#### [Aim of the task]
Quote the items below word for word, leaving out the pictures.

(Coordinate annotation items)
[START]
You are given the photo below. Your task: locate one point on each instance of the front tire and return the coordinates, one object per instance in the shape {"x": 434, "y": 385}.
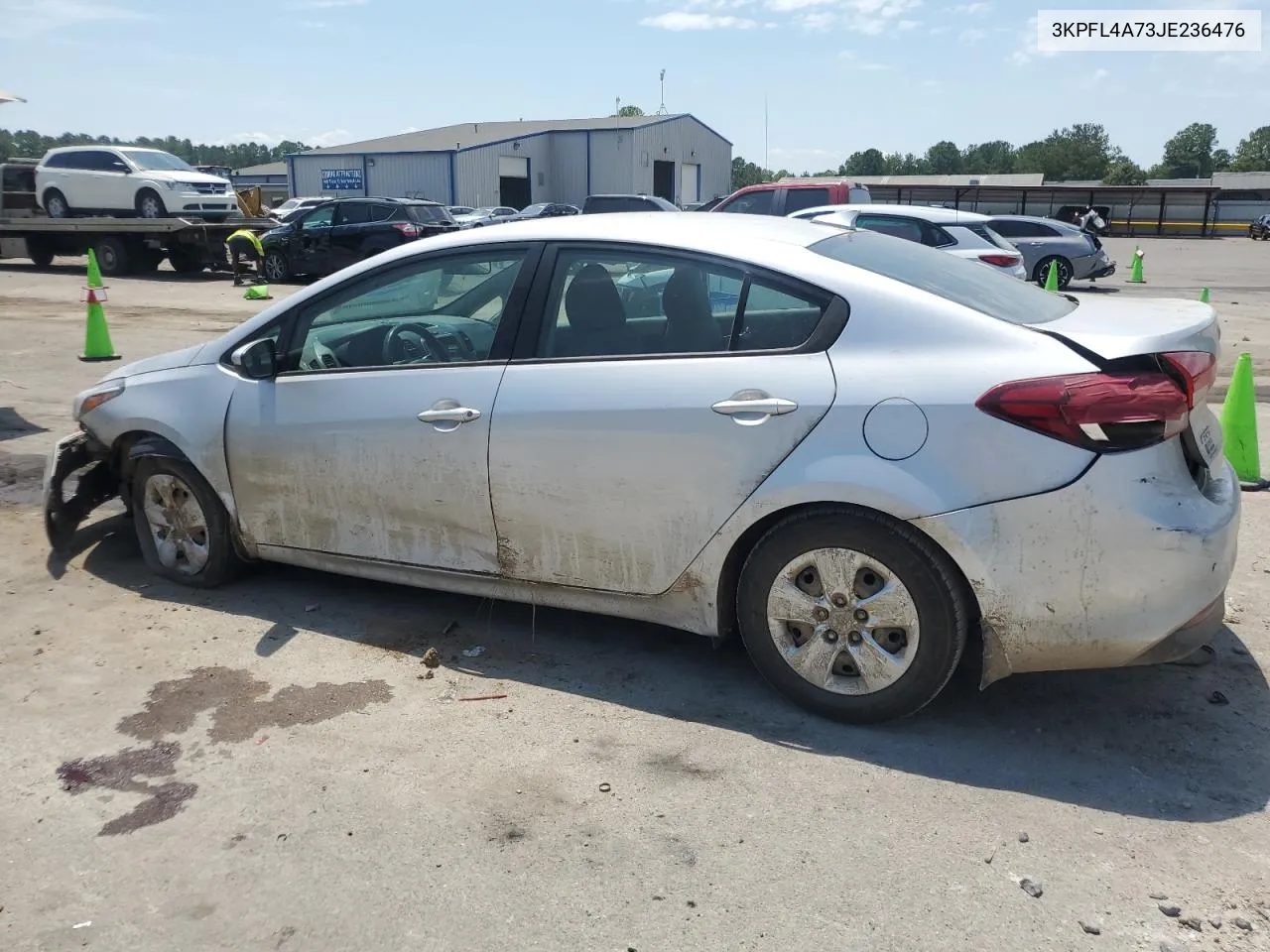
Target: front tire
{"x": 55, "y": 204}
{"x": 276, "y": 267}
{"x": 851, "y": 615}
{"x": 150, "y": 204}
{"x": 182, "y": 526}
[END]
#### [Response to the task]
You are given the photo below. Your task: locate one point on each instance of the front tire and return the coordinates, one object per instance in the shape {"x": 434, "y": 385}.
Target: front tire
{"x": 55, "y": 204}
{"x": 276, "y": 267}
{"x": 851, "y": 615}
{"x": 150, "y": 204}
{"x": 182, "y": 526}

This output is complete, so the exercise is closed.